Record excerpts →
:::

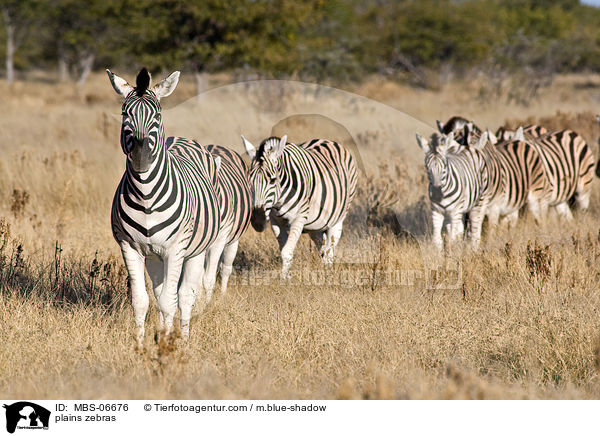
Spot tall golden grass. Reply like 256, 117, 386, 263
0, 75, 600, 399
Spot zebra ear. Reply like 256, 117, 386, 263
106, 69, 133, 97
215, 156, 221, 177
513, 126, 525, 141
485, 129, 498, 144
242, 135, 256, 159
273, 135, 287, 159
435, 120, 444, 133
417, 133, 429, 153
475, 130, 489, 150
152, 71, 179, 100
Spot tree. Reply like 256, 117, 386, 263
129, 0, 330, 92
46, 0, 127, 89
0, 0, 40, 83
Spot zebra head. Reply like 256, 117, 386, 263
417, 132, 459, 203
490, 126, 525, 142
106, 68, 179, 173
436, 116, 498, 145
242, 136, 287, 232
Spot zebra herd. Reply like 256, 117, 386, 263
107, 68, 357, 348
417, 116, 595, 250
107, 68, 594, 348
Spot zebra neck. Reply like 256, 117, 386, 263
125, 145, 169, 198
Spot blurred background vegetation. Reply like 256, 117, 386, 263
0, 0, 600, 93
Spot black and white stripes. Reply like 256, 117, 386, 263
107, 69, 250, 347
242, 136, 357, 277
417, 133, 491, 250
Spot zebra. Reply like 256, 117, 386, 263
496, 124, 548, 141
416, 132, 491, 251
106, 68, 221, 348
242, 136, 357, 278
462, 124, 548, 229
494, 124, 596, 221
204, 145, 252, 303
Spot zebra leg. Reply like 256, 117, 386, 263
309, 232, 326, 259
121, 242, 150, 350
487, 208, 504, 235
271, 224, 290, 251
575, 190, 591, 211
280, 217, 306, 279
323, 221, 344, 265
203, 239, 225, 304
556, 201, 573, 221
146, 257, 165, 330
158, 252, 184, 336
527, 193, 548, 226
450, 213, 465, 249
500, 210, 519, 229
469, 203, 487, 250
221, 239, 240, 295
178, 253, 205, 340
431, 210, 444, 251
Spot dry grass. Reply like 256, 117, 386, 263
0, 75, 600, 399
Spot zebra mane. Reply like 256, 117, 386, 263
442, 116, 482, 135
255, 136, 281, 162
135, 67, 152, 97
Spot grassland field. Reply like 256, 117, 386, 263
0, 74, 600, 399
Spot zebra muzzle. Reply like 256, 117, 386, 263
429, 185, 444, 203
250, 207, 268, 232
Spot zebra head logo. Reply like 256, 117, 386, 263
242, 136, 287, 232
106, 68, 179, 173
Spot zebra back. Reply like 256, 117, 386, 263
111, 137, 220, 258
206, 144, 252, 244
526, 130, 595, 205
250, 137, 357, 231
425, 134, 495, 213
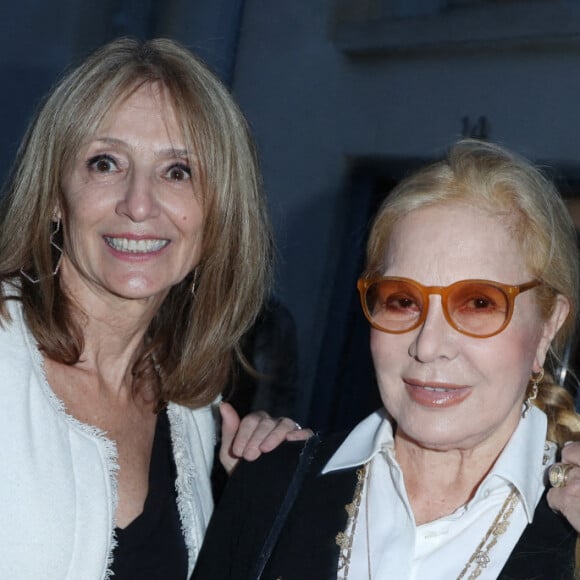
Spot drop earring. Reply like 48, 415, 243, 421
522, 368, 544, 419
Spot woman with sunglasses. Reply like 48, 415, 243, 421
194, 141, 580, 580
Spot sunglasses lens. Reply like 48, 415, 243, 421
366, 280, 423, 333
447, 282, 509, 336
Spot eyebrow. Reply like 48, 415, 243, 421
92, 137, 193, 159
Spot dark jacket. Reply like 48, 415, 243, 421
192, 436, 576, 580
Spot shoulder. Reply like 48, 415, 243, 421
167, 403, 217, 472
228, 433, 346, 499
499, 493, 577, 580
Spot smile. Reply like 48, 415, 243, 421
404, 379, 472, 409
103, 236, 169, 254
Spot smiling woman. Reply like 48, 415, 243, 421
0, 39, 308, 580
57, 84, 203, 312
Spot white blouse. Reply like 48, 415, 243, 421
323, 407, 556, 580
0, 302, 216, 580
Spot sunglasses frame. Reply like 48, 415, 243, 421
356, 276, 543, 338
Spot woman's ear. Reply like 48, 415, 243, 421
533, 294, 570, 373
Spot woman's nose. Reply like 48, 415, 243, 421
409, 295, 457, 362
117, 171, 159, 222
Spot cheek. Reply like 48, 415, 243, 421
370, 328, 409, 383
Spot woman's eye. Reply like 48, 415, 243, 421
167, 163, 191, 181
87, 155, 117, 173
385, 296, 418, 310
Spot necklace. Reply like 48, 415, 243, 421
336, 463, 368, 580
336, 462, 519, 580
457, 485, 519, 580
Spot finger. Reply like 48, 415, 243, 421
562, 442, 580, 465
219, 403, 240, 473
232, 411, 276, 461
286, 429, 314, 441
259, 417, 312, 453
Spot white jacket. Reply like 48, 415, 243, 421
0, 302, 215, 580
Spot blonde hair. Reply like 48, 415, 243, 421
0, 39, 272, 406
364, 140, 580, 443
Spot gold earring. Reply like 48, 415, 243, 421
522, 368, 544, 419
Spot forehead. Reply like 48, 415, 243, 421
384, 204, 530, 285
97, 82, 179, 132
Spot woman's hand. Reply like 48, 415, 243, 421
547, 443, 580, 531
220, 403, 312, 473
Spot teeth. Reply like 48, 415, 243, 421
105, 236, 169, 254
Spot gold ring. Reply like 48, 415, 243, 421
548, 463, 574, 487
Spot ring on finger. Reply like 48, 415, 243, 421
548, 463, 574, 487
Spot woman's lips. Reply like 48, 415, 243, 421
403, 379, 471, 409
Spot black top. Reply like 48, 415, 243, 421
192, 435, 576, 580
111, 410, 188, 580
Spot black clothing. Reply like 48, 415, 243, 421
192, 435, 576, 580
111, 410, 188, 580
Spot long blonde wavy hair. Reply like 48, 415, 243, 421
364, 139, 580, 444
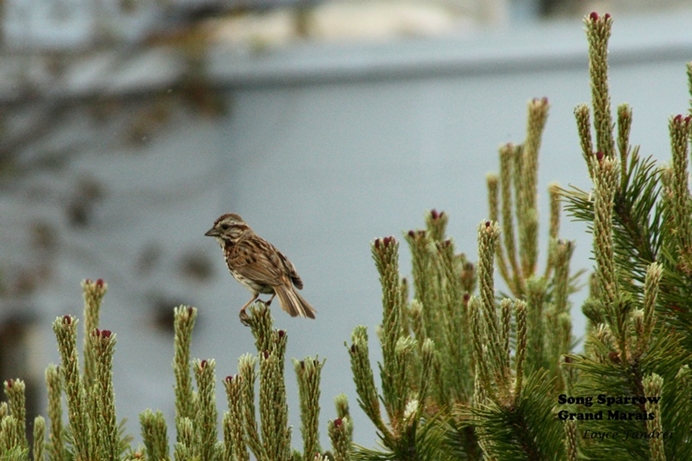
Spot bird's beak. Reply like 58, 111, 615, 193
204, 227, 221, 237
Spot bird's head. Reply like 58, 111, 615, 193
204, 213, 252, 246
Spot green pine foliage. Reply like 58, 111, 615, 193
0, 13, 692, 461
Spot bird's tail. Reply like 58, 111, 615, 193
274, 285, 317, 319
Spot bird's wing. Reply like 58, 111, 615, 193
276, 250, 303, 290
229, 239, 288, 286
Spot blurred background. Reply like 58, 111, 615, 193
0, 0, 692, 446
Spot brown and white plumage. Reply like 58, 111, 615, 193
204, 213, 315, 319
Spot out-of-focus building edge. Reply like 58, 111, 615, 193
0, 10, 692, 101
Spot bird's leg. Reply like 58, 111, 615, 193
238, 293, 259, 326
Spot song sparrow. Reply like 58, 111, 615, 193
204, 213, 315, 323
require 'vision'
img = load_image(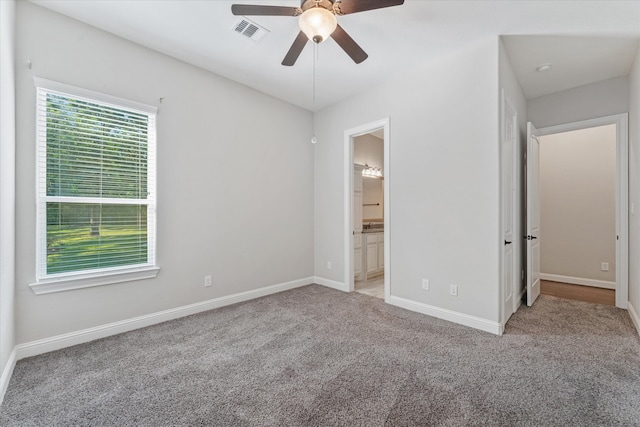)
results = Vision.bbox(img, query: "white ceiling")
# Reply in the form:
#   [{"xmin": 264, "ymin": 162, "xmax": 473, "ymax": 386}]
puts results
[
  {"xmin": 32, "ymin": 0, "xmax": 640, "ymax": 111},
  {"xmin": 502, "ymin": 36, "xmax": 638, "ymax": 98}
]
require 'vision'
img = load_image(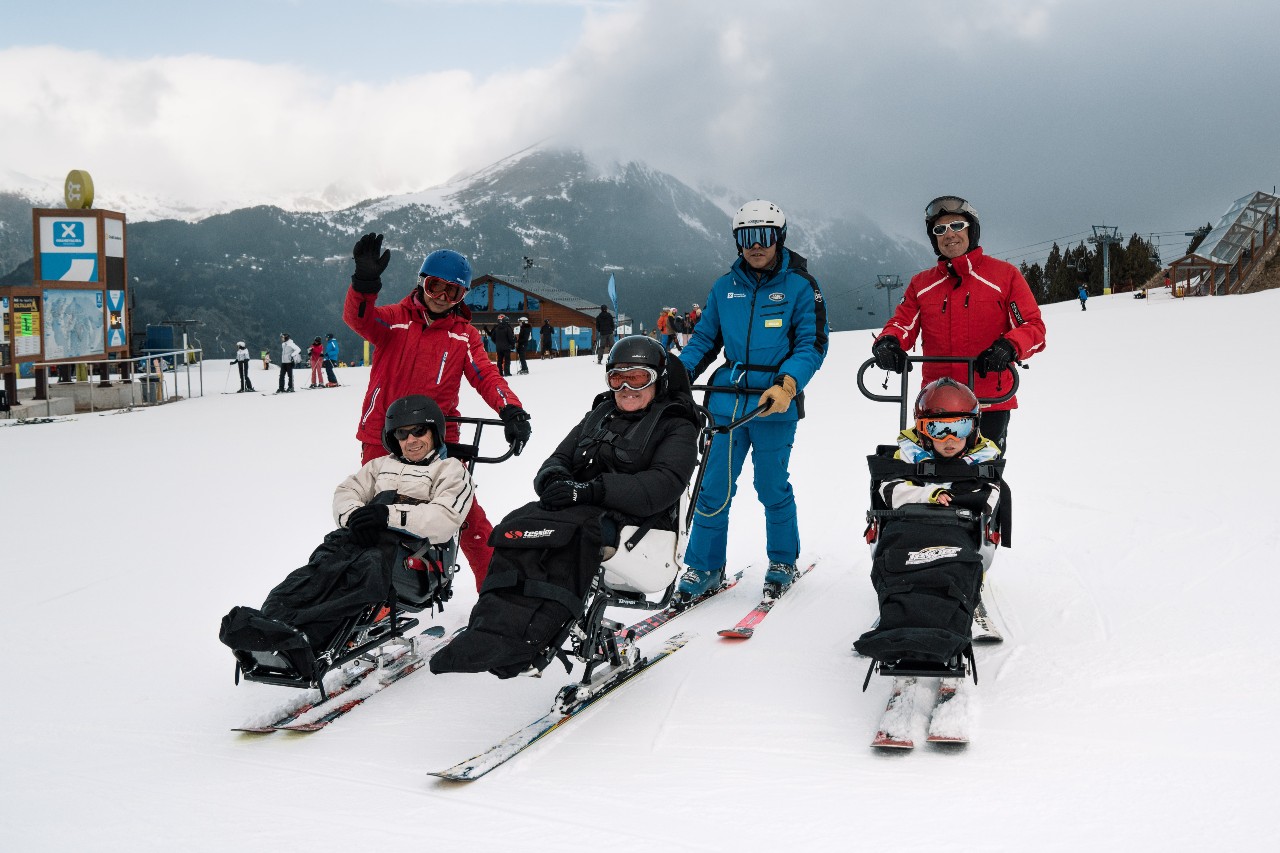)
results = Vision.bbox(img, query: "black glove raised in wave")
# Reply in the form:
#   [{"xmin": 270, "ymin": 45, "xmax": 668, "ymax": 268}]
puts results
[
  {"xmin": 347, "ymin": 503, "xmax": 390, "ymax": 547},
  {"xmin": 872, "ymin": 334, "xmax": 906, "ymax": 373},
  {"xmin": 973, "ymin": 338, "xmax": 1018, "ymax": 377},
  {"xmin": 351, "ymin": 234, "xmax": 392, "ymax": 293},
  {"xmin": 541, "ymin": 478, "xmax": 604, "ymax": 510},
  {"xmin": 498, "ymin": 405, "xmax": 534, "ymax": 456}
]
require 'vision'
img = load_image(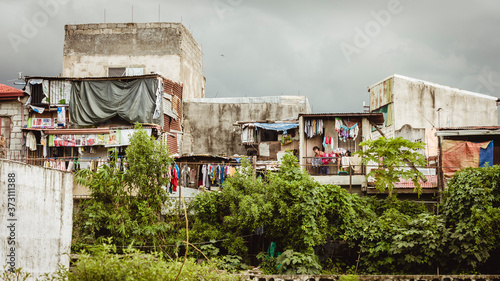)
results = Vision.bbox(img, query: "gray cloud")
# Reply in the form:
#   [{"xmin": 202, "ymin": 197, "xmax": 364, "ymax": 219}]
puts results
[{"xmin": 0, "ymin": 0, "xmax": 500, "ymax": 115}]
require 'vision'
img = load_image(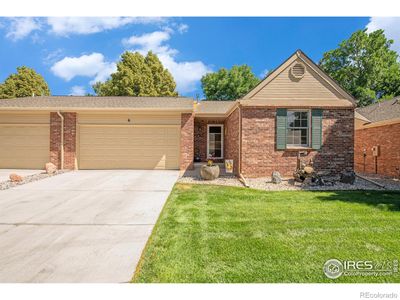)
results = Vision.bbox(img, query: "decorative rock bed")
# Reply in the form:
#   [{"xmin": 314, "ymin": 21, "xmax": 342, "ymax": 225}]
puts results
[
  {"xmin": 0, "ymin": 170, "xmax": 69, "ymax": 191},
  {"xmin": 178, "ymin": 176, "xmax": 400, "ymax": 191}
]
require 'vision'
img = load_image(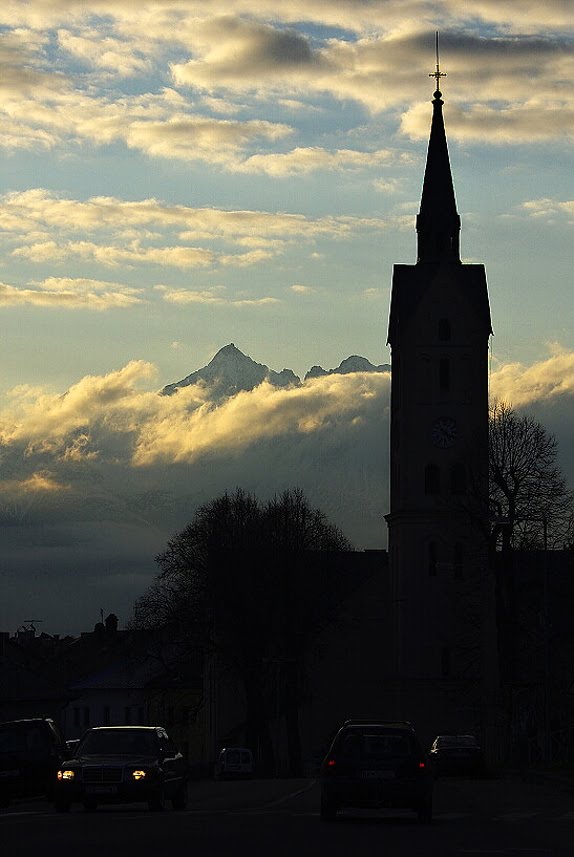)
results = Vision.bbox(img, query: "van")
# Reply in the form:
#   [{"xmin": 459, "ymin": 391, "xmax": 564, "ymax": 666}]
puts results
[
  {"xmin": 215, "ymin": 747, "xmax": 255, "ymax": 780},
  {"xmin": 0, "ymin": 717, "xmax": 68, "ymax": 806}
]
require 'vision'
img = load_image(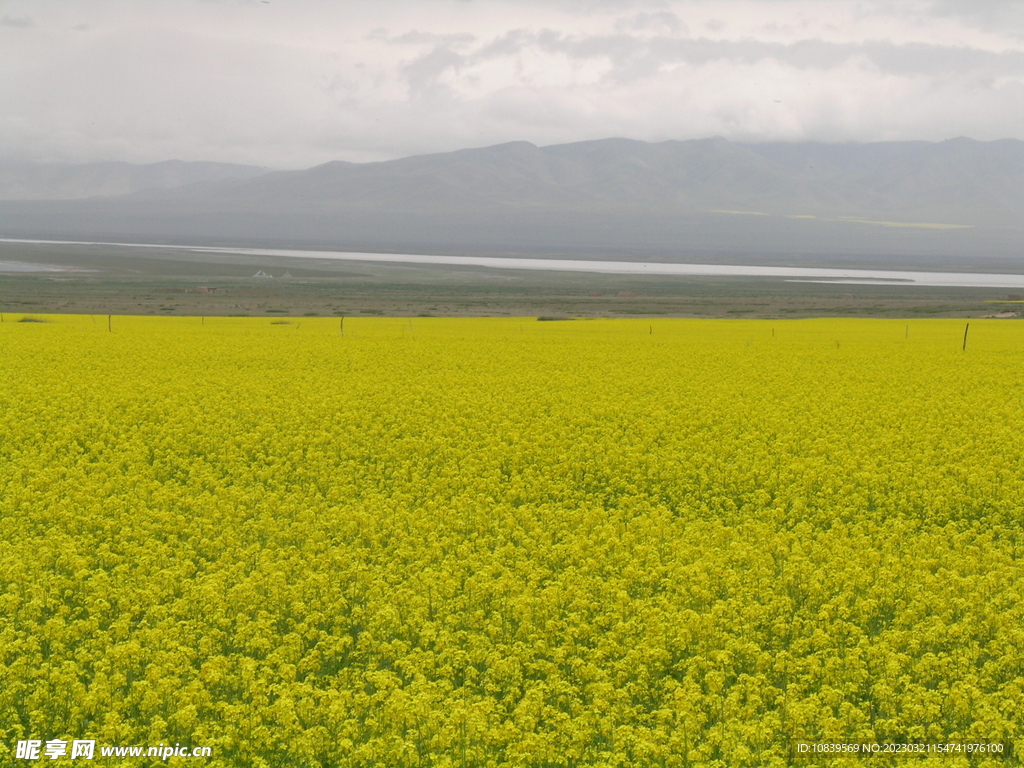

:::

Problem description →
Format the part of the material above that opens with the line containing "Spot sunglasses frame." and closes with the line containing "385, 296, 418, 310" as a numbered list with one line per item, leaving out blank lines. Include both of those end lines.

Result →
1. Spot sunglasses frame. Reply like 48, 415, 243, 421
2. 356, 276, 543, 338
3. Spot woman's ear. Reply like 48, 415, 243, 421
4. 533, 294, 570, 373
5. Spot woman's nose. Reply like 48, 415, 243, 421
6. 409, 295, 457, 362
7. 117, 171, 159, 222
8. Spot cheek. Reply like 48, 415, 243, 421
9. 370, 328, 409, 383
10. Spot woman's eye. Reply like 48, 415, 243, 421
11. 167, 163, 191, 181
12. 87, 155, 117, 173
13. 385, 296, 418, 310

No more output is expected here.